> [What is needed] Return the lines beginning at the one that contains "If you could drop a marker on the wooden" and continuing to the end of the entries, including both ends, exactly as written and nothing else.

> [Records provided]
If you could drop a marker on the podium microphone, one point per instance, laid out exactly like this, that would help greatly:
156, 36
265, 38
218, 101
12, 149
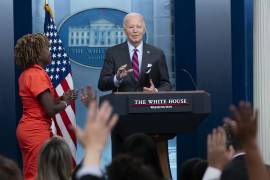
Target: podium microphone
190, 77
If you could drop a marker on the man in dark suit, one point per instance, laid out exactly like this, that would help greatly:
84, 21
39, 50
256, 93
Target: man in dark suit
126, 65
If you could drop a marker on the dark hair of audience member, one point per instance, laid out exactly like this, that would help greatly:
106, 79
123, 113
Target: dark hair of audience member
193, 169
143, 147
231, 138
125, 167
9, 169
55, 160
28, 49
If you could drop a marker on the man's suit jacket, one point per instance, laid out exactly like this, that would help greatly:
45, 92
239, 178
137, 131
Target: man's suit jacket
118, 55
235, 169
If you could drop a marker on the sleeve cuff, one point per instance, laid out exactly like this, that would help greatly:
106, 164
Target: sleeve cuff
212, 173
116, 82
89, 170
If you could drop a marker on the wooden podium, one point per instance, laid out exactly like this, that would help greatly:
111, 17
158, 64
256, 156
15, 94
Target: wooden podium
164, 113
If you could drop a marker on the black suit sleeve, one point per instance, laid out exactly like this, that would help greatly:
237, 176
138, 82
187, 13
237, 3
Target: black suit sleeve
105, 82
164, 82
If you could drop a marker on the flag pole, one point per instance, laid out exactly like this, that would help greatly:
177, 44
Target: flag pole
48, 8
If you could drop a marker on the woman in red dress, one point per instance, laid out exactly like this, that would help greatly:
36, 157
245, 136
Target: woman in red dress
38, 99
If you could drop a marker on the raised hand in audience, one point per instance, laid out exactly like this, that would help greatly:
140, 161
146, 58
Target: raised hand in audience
217, 153
99, 124
87, 95
244, 125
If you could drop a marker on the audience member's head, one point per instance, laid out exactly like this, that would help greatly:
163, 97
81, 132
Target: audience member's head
9, 170
32, 49
55, 160
193, 169
143, 147
125, 167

> [Written response]
If you could drop a marker on the wooden podium, one point per instance, laid out exactly like this, that would help greatly:
111, 17
158, 64
256, 156
15, 94
Target: wooden podium
164, 113
If you could drop a marker on the black suit sleeve, one point per instance, laid out exactly like this, that would help greatly:
237, 176
138, 82
187, 13
237, 3
Target: black suit sleeve
105, 82
164, 82
If you could drop a marker on the flag pole, one point per instance, laid out exactly like this, that would help greatly:
177, 44
Target: flag pole
48, 8
If you could drop a marker on the woman in red dress, one point per instance, laid out exactly like this, that would help greatly:
36, 157
245, 136
Target: woman in red dress
38, 99
If you could drop a marker on the raised hand in audience, one point per instance, laid out exactly like this, that would help greatly:
140, 161
146, 58
Target: raised hand in audience
217, 153
99, 124
87, 95
244, 125
If you could drop a marker on the audience member's head, one point per instance, laid out exactly like this, that would help greatly:
163, 97
81, 132
Target: audience member's head
9, 170
32, 49
55, 160
193, 169
143, 147
125, 167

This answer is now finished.